======== Extracted text

Even this is sort of pointless.

It’s not pointless in that you won’t get to see my thoughts displayed and how they might change with subsequent viewings and by eventually seeing the big picture. But True Detective in season two is a show where I miss so much, I don’t really piece it together until later. Watching episode four, “Down Will Come”, I missed so many details upon watching at midnight and only caught them in later viewing and reading. I found that many people miss out on a lot of details, mostly because the episodes try to pack 45 minutes of talking and then shock your attention with an exciting ending. Episode two ended with Ray Velcoro shot and left presumably for dead. Episode three had a burning car and attempted chase of a masked person. Episode four is a raid on a drug house falling into the street.

For most (including myself), there was an expectation of an exciting finale to episode four. The reason most kept their attention in S1 on the mumblings of Rust and Cohle was the one shot spectacle in season one’s “Who Goes There”, so it was expected for a big moment in season two to happen around the same time. It did, but writer Nic Pizzolatto is purposely subverting the expectations of his audience. In season one, Cohle fell into bad habits but proved to be exceptional, even high on drugs and surrounded by murderers. He was still smarter than anyone else. In season two, nobody was supposed to come out of this looking like a great cop, let alone a great detective. It was a setup. It was a trap. They didn’t just fuck up. They got fucked.

================
======== Extracted records

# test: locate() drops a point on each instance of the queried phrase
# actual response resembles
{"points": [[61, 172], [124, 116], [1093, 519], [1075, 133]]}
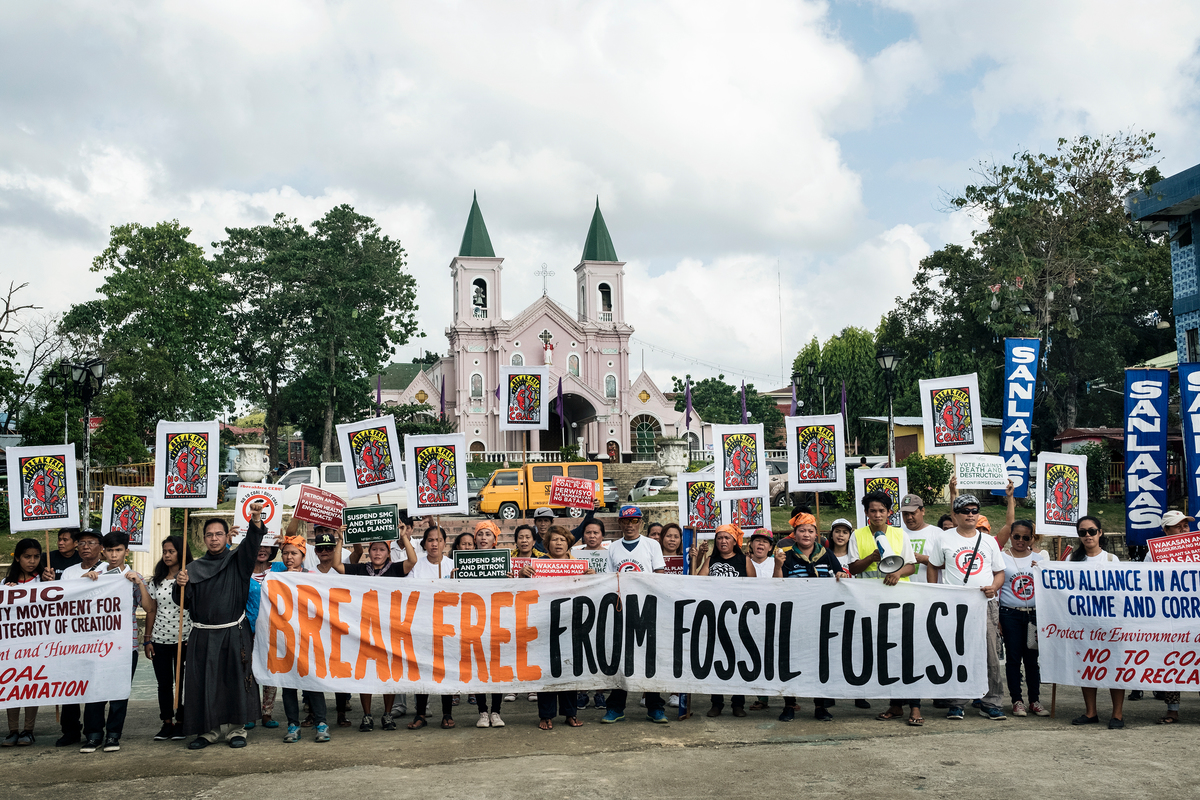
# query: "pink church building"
{"points": [[605, 413]]}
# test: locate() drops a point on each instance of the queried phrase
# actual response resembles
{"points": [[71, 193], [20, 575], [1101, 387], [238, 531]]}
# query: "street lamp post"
{"points": [[888, 360]]}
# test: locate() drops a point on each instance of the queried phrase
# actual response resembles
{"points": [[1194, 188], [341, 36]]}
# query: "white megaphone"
{"points": [[888, 560]]}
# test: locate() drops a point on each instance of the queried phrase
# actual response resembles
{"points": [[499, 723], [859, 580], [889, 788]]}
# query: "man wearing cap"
{"points": [[972, 558], [634, 553], [89, 551], [912, 511]]}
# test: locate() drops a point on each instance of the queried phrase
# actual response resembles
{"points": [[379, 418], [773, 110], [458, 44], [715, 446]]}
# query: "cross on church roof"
{"points": [[544, 272]]}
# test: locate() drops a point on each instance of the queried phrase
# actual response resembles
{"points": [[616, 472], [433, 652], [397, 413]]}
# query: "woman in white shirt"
{"points": [[1091, 549], [1019, 617]]}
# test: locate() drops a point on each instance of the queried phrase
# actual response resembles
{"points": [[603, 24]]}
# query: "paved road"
{"points": [[726, 757]]}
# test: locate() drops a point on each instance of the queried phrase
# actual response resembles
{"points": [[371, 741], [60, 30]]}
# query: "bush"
{"points": [[928, 475]]}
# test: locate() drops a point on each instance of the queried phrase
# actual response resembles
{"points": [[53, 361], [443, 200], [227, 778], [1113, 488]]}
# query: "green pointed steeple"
{"points": [[599, 245], [475, 240]]}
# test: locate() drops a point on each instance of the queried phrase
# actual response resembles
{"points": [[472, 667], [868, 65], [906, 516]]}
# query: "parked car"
{"points": [[648, 487], [611, 497]]}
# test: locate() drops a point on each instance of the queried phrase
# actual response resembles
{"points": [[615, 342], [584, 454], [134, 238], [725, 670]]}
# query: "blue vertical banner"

================

_Required tasks_
1 > In the True Detective essay, what happened at the end of episode two?
2 > Extend the essay on True Detective's second season with a few more paragraphs that pick up after its last line.
The records have nothing to do with the True Detective essay.

_Per-task outputs_
1 > Ray Velcoro was shot and left presumably for dead.

2 >
The first season of True Detective immediately introduced time jumps in order to let you know that things were not going to be solved in the 90s. Things would be solved present day, when all of the details have been uncovered and the duo of Rust/Cohle have a clear path to solving the mystery. The second season has yet to introduce a time jump, but after innocent people, police officers and gangsters were shot down in the middle of the street with a news crew filming, it doesn’t feel like they are going to get a chance in present day to solve the case. The case is being solved for them, temporarily. If episode three was about taking inspiration from David Lynch’s Mulholland Drive, episode four is taking inspiration from Curtis Hanson’s L.A. Confidential (loosely inspired by a James Ellroy novel, undoubtedly an inspiration of Pizzolatto), right down to the combination of corrupt police officials, a prostitute conspiracy and a case being cleaned up by pinning it on minorities. This isn’t by accident. This is Los Angeles.

While I don’t know where the show plans to go after this, I can see that after the first four episodes, they are setting us up a false point of no return. They teased that in episode two when Velcoro looked to be shot dead by point blank blasts of a shotgun. It turned out to be less death shots than death reflections, but it was to let people know that this show is going to make you think there’s no way it can continue, only to do so. That’s what true detectives do: they continue with a case that’s supposed to be solved, or supposed to be unsolvable. Chris Ryan didn’t care for the scene on Grantland, and has been questioning why the show is going down the path that these are not good detectives. I guess I see it in a very different light. This wasn’t just an “action wakeup call”, this is a wakeup call to the fact that the protagonists are not in control. Not of their sexual urges, not of their company holdings, not of their personal lives and certainly not of the case of Ben Caspare’s murder.

This lack of control holds the hand of generational sin. While Frank Seymon struggles to create a new generation, Paul Woodrugh is ready to raise a child under a lie. While Velcoro is finally at peace with his past and tries to continue the family tradition of police with his estranged son, Ani Bezzerides continues to live orphaned from her family, only connecting when it matters to the case. We learn that Mayor Chessani comes from a family of generational corruption, a corruption his daughter is all too aware of in the fourth episode.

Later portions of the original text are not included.